BEGIN INPUT DATA
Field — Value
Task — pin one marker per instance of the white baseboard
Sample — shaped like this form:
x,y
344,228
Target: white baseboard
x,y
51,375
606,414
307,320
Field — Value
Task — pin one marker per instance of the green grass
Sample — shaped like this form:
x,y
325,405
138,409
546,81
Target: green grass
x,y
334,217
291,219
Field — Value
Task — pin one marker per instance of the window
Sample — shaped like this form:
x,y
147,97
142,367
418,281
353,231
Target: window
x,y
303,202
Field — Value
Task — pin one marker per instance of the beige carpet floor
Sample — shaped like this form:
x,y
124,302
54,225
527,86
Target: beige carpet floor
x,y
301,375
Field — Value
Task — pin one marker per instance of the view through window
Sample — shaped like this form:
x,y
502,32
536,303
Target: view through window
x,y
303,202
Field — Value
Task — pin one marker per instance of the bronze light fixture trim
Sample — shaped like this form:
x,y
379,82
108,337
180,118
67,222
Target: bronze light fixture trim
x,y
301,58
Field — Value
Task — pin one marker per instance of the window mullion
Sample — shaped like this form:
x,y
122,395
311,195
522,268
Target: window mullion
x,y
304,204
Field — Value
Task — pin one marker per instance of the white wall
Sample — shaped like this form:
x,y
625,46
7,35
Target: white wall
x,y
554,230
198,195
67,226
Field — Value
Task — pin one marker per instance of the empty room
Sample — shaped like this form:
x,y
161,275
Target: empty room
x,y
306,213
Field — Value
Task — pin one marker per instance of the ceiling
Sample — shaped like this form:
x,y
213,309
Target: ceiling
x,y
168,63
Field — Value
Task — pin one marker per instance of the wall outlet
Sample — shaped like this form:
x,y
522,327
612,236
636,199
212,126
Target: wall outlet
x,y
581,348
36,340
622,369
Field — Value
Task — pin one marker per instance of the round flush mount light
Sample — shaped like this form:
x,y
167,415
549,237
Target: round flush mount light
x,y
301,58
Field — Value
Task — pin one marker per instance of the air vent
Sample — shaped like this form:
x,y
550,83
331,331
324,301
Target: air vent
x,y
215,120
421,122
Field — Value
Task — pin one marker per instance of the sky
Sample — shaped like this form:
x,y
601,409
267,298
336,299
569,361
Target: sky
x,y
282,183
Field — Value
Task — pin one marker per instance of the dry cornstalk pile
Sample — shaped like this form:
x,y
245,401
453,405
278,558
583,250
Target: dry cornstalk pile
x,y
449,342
END INPUT DATA
BEGIN INPUT DATA
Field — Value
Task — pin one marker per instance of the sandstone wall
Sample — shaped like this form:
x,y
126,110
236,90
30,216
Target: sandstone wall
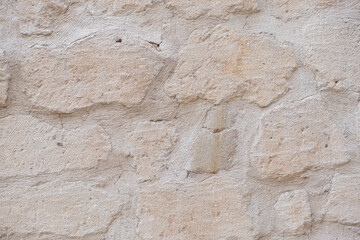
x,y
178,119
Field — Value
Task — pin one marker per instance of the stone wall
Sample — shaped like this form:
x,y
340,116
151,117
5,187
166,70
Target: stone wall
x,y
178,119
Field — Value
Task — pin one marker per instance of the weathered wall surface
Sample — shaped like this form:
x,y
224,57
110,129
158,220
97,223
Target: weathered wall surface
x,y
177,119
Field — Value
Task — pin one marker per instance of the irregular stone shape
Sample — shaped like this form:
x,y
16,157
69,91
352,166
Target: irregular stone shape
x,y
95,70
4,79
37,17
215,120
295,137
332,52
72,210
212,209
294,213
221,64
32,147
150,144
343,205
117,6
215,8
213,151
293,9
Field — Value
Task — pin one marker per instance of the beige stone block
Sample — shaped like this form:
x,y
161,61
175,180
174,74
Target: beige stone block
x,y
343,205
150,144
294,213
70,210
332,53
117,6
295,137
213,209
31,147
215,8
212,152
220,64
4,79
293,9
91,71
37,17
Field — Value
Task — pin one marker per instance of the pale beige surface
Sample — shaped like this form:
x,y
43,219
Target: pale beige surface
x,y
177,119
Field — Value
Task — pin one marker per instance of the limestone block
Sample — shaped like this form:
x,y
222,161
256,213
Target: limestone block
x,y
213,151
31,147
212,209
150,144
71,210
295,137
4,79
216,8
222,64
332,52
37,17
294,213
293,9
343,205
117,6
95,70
END INPUT DATA
**EXERCISE TASK**
Identify every line in the items above that contains the word "ceiling", and copy each of those lines.

**TASK RESULT**
Task — pin one marker per instance of the ceiling
Target: ceiling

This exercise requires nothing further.